WHAT YOU ARE ASKED TO DO: In the records that come next, find every line with "cabinet". Return those lines.

______________________________

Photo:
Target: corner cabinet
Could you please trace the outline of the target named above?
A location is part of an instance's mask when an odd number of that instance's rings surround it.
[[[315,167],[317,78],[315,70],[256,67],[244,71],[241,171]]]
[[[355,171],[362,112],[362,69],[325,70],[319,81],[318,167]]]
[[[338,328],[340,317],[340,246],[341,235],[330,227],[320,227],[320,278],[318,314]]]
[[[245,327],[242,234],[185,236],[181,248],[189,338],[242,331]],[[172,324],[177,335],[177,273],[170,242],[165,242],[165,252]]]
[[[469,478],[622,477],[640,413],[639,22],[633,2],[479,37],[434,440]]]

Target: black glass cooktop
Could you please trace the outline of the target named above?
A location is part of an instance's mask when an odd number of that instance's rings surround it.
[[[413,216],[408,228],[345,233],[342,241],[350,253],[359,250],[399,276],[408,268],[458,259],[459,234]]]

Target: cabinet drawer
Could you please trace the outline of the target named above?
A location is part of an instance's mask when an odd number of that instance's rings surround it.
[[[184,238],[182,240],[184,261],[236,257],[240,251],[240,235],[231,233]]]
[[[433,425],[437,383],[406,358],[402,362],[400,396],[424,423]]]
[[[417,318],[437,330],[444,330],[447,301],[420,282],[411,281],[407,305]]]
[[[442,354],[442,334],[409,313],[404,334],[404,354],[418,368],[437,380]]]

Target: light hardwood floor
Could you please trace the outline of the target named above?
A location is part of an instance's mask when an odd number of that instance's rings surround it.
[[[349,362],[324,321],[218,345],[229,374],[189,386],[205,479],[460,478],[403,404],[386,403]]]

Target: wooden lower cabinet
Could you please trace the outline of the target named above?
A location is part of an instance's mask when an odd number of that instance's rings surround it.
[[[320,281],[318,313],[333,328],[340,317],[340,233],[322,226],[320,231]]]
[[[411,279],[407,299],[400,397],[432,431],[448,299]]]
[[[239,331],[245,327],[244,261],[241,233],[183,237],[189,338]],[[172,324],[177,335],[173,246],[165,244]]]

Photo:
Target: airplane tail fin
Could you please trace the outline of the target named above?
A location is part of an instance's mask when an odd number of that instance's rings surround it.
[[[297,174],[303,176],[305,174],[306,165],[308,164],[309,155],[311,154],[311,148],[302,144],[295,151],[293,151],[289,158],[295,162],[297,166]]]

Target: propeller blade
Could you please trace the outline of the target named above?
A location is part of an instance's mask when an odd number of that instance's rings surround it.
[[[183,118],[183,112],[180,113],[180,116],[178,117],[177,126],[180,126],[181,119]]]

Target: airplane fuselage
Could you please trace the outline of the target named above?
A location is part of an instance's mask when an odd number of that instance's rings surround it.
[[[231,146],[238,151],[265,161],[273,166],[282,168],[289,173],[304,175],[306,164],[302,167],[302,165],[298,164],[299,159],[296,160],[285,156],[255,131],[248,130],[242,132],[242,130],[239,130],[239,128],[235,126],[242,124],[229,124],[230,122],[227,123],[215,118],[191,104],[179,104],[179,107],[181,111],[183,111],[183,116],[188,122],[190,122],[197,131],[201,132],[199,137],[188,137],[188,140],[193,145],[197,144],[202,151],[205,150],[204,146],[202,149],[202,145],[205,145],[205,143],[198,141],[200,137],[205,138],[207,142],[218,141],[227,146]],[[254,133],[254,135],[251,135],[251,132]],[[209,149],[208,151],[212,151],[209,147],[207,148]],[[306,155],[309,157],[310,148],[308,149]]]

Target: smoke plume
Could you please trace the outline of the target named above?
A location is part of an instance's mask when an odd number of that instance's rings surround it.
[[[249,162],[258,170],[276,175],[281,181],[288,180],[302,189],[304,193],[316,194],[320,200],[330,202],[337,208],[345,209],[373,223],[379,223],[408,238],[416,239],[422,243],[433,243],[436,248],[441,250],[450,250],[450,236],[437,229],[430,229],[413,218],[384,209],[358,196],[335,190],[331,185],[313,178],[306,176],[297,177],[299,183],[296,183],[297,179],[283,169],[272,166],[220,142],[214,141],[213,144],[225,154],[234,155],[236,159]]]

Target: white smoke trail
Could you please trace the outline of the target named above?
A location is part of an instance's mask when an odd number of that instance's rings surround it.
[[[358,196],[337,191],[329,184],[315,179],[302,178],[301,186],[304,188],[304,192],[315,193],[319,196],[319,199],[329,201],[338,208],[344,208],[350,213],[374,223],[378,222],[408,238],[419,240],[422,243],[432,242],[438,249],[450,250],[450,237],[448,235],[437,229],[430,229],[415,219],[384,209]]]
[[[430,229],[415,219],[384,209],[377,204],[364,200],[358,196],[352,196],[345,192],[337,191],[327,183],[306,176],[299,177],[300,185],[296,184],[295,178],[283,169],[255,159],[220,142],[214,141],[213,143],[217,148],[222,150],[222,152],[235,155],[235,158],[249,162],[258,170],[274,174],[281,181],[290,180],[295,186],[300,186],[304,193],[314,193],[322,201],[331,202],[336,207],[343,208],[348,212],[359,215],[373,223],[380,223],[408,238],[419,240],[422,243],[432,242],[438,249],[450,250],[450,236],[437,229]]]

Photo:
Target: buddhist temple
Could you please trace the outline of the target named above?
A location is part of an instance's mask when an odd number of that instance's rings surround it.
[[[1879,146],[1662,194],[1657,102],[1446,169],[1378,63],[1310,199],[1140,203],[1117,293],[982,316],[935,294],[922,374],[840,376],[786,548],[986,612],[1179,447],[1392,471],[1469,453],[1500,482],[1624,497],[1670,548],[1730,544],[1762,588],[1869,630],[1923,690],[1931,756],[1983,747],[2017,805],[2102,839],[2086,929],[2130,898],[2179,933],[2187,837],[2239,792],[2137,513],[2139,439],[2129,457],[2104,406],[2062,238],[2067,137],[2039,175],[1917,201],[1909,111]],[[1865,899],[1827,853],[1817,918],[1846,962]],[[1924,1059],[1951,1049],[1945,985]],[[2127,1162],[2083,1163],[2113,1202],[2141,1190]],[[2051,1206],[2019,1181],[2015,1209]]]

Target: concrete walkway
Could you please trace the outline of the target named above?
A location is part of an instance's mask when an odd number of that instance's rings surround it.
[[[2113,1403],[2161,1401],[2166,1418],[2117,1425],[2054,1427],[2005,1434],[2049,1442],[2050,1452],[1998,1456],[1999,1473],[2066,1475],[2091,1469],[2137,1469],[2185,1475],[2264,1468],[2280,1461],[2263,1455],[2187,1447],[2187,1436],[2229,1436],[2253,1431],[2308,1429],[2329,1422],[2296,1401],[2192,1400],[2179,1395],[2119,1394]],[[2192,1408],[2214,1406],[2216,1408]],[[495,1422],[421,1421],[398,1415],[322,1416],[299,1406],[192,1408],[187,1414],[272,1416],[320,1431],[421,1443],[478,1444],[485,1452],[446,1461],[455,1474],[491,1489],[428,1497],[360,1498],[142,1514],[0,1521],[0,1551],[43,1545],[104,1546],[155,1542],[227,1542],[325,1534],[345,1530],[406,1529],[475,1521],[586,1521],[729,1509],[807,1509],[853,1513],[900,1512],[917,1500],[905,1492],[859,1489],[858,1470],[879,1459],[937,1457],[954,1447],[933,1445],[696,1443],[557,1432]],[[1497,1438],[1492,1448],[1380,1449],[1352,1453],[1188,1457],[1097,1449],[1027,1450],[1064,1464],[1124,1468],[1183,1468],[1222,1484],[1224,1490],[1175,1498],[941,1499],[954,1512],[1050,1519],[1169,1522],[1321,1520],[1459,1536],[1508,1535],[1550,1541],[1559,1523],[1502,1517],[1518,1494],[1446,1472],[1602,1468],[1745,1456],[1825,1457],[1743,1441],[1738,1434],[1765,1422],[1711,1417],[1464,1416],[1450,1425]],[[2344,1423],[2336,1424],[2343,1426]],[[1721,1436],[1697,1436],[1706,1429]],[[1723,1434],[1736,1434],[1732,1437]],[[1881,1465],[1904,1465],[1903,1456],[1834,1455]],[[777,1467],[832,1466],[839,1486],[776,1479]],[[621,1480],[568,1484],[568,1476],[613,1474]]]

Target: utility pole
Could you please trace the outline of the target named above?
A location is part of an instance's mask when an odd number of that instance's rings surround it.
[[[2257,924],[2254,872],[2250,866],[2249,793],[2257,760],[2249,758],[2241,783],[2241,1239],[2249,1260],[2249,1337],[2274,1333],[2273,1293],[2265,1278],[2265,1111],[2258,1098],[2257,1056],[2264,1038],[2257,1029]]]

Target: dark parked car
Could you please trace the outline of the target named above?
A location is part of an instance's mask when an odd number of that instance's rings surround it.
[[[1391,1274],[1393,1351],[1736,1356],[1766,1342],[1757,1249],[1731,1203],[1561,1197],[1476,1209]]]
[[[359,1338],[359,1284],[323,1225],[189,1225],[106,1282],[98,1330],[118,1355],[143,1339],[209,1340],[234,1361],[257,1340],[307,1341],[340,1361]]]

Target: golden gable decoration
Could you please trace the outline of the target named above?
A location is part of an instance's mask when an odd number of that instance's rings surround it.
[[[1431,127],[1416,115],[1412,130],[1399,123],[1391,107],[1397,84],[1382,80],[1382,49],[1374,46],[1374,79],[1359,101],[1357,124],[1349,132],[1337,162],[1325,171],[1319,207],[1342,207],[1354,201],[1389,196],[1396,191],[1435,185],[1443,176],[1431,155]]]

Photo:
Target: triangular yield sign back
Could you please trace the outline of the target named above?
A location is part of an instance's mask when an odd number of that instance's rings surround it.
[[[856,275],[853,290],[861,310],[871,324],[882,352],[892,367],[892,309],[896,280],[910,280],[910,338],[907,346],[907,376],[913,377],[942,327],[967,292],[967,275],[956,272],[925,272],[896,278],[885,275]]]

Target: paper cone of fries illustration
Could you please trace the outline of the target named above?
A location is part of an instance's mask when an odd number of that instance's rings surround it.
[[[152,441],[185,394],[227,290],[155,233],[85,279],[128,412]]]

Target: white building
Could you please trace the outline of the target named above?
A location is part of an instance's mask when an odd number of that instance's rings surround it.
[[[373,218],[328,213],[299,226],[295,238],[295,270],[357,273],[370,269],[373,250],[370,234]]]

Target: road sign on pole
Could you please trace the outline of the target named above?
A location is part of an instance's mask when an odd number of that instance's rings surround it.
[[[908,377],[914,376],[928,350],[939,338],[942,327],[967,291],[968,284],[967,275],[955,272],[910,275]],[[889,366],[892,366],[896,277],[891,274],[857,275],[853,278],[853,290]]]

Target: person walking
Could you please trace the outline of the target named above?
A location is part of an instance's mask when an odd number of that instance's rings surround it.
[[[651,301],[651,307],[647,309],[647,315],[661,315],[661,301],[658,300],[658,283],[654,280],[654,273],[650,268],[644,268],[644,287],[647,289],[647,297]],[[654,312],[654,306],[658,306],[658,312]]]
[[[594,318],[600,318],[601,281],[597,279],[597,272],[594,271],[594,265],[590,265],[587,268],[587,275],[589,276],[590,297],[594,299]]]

______________________________

OUTPUT OF THE TASK:
Target: corner cabinet
Target: cabinet drawer
Target: wooden lower cabinet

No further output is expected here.